Excerpted text:
-- start --

Shaders are the most flexible part of the PyTorch3D rendering API. We have created some examples of shaders in `shaders.py` but this is a non exhaustive set.

A shader can incorporate several steps:
- **texturing** (e.g interpolation of vertex RGB colors or interpolation of vertex UV coordinates followed by sampling from a texture map (interpolation uses barycentric coordinates output from rasterization))
- **lighting/shading** (e.g. ambient, diffuse, specular lighting, Phong, Gouraud, Flat)
- **blending** (e.g. hard blending using only the closest face for each pixel, or soft blending using a weighted sum of the top K faces per pixel)

 We have examples of several combinations of these functions based on the texturing/shading/blending support we have currently. These are summarised in this table below. Many other combinations are possible and we plan to expand the options available for texturing, shading and blending.

-- end --

(Source data)

-- start --

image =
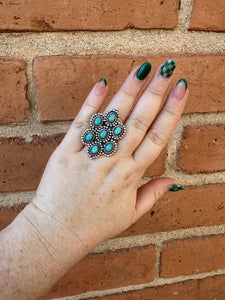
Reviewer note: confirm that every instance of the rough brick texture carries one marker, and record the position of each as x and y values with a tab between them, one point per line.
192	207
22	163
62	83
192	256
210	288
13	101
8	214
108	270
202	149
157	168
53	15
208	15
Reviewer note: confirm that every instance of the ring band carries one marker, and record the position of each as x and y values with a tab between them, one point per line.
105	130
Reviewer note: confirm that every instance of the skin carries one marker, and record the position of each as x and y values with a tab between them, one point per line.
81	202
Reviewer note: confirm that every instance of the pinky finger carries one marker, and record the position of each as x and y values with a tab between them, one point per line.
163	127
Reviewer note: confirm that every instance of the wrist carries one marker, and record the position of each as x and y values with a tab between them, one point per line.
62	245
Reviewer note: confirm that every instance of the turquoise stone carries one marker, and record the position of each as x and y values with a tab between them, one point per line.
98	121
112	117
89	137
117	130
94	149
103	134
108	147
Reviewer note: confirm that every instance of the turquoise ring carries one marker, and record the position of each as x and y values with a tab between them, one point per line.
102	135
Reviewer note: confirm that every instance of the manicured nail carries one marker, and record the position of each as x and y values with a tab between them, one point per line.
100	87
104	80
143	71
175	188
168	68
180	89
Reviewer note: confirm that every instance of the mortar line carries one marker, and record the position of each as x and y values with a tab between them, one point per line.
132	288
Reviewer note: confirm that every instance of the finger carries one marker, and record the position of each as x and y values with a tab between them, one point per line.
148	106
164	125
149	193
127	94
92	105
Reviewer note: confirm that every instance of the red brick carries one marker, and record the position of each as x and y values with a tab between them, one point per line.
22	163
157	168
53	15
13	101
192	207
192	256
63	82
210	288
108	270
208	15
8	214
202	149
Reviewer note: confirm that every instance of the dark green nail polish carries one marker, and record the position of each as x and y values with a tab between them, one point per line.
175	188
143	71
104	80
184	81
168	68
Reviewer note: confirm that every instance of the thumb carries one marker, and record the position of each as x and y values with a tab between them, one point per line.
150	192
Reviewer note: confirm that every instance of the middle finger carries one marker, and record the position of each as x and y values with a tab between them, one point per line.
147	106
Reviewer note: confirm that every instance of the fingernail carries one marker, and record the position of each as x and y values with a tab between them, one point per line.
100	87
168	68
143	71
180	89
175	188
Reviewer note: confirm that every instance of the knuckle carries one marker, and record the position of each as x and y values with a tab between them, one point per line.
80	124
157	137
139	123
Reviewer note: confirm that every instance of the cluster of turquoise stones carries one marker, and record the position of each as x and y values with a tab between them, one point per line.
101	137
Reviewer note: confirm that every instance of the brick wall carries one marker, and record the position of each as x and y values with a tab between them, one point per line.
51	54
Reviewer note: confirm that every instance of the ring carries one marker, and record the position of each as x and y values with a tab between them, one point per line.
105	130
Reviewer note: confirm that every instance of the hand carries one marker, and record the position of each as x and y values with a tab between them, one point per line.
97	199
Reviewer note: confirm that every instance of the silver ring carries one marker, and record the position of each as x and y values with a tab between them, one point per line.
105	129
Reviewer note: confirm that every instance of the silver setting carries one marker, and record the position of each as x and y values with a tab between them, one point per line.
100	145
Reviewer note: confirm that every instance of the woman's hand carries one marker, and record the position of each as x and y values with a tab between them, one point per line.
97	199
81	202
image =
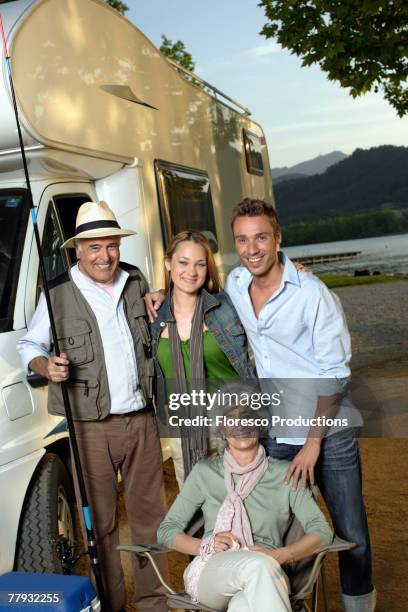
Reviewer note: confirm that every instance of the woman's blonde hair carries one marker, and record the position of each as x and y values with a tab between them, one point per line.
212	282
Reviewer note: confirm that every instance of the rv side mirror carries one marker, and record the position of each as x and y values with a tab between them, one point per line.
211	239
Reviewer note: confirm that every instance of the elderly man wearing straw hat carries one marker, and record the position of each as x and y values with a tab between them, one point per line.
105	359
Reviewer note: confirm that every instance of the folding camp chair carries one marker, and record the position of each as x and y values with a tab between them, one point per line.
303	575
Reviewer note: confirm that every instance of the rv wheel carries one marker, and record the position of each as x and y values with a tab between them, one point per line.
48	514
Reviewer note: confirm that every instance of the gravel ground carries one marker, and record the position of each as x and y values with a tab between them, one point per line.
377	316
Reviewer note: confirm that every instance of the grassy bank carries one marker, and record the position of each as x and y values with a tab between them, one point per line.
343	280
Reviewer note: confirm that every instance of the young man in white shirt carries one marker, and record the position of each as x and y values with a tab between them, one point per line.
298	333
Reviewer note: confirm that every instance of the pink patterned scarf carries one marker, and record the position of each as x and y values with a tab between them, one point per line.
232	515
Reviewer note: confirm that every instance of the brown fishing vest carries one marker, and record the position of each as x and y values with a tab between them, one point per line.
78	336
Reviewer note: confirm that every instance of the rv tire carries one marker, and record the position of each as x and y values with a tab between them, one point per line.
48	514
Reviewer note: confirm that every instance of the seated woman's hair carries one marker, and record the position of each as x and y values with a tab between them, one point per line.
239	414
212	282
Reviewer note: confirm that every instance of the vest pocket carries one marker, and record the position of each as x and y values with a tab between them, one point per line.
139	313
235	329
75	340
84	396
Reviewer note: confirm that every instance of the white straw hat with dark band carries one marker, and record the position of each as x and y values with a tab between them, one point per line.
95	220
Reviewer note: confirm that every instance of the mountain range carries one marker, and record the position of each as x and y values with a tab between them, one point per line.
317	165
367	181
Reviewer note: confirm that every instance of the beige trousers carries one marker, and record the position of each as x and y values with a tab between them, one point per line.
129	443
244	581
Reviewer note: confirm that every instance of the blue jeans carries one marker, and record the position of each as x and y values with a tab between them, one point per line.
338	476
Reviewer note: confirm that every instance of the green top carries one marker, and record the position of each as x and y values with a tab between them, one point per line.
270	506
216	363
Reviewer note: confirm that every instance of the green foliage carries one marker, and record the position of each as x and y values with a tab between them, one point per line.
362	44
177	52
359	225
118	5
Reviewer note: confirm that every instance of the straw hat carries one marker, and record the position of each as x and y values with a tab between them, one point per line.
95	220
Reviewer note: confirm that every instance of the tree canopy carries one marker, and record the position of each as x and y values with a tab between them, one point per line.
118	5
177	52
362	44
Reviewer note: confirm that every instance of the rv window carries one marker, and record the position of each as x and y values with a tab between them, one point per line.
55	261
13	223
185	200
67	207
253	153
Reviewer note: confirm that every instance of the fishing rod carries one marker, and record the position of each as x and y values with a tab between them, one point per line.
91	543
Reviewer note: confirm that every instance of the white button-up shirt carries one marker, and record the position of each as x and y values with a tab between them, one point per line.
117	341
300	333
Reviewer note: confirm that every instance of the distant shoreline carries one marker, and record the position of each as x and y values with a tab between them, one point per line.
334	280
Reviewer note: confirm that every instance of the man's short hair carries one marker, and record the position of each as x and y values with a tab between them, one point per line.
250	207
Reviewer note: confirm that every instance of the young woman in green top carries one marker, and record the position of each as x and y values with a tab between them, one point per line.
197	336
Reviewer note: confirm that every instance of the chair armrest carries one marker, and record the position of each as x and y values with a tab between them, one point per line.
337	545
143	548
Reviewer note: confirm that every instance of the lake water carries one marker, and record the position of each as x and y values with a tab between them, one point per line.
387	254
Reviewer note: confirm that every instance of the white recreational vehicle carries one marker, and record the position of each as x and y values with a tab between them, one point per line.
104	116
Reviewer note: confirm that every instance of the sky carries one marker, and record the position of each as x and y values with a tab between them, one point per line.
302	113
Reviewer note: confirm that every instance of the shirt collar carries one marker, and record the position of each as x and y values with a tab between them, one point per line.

-- end --

Required task 1: According to the excerpt on PyTorch3D shaders, in which file are the example shaders provided?
Required task 2: Reproduce the source data verbatim, starting at the line containing "Reviewer note: confirm that every instance of the man's" and ending with the final line of the source data, with both included.

Output 1: `shaders.py`

Output 2:
Reviewer note: confirm that every instance of the man's short hair carries one marker, and record the position of each as x and y values with a tab between them, one point per line.
250	207
Reviewer note: confirm that every instance of the young woman in green top carries one marker, and record the position of each as x and y values with a tab between them, one point per line.
197	336
Reviewer note: confirm that every instance of the chair armrest carries one marker, and record the position of each as x and y values with a tab between them, one point per line.
337	545
143	548
Reviewer note: confirm that every instance of the lake water carries one marker, and record the position of each as x and y values with a tab between them, one point per line.
387	254
Reviewer note: confirm that every instance of the white recreational vehicle carries one marker, and record the position of each as x and y values with a tab between them, one point per line.
104	116
Reviewer note: confirm that every instance of the sky carries one marker, and record the position of each as x and y values with a tab between them, one point per line.
302	113
Reviewer note: confirm that every instance of the shirt collar carries one marker, and record the position of each as x and y values with a tab between them, one point per line.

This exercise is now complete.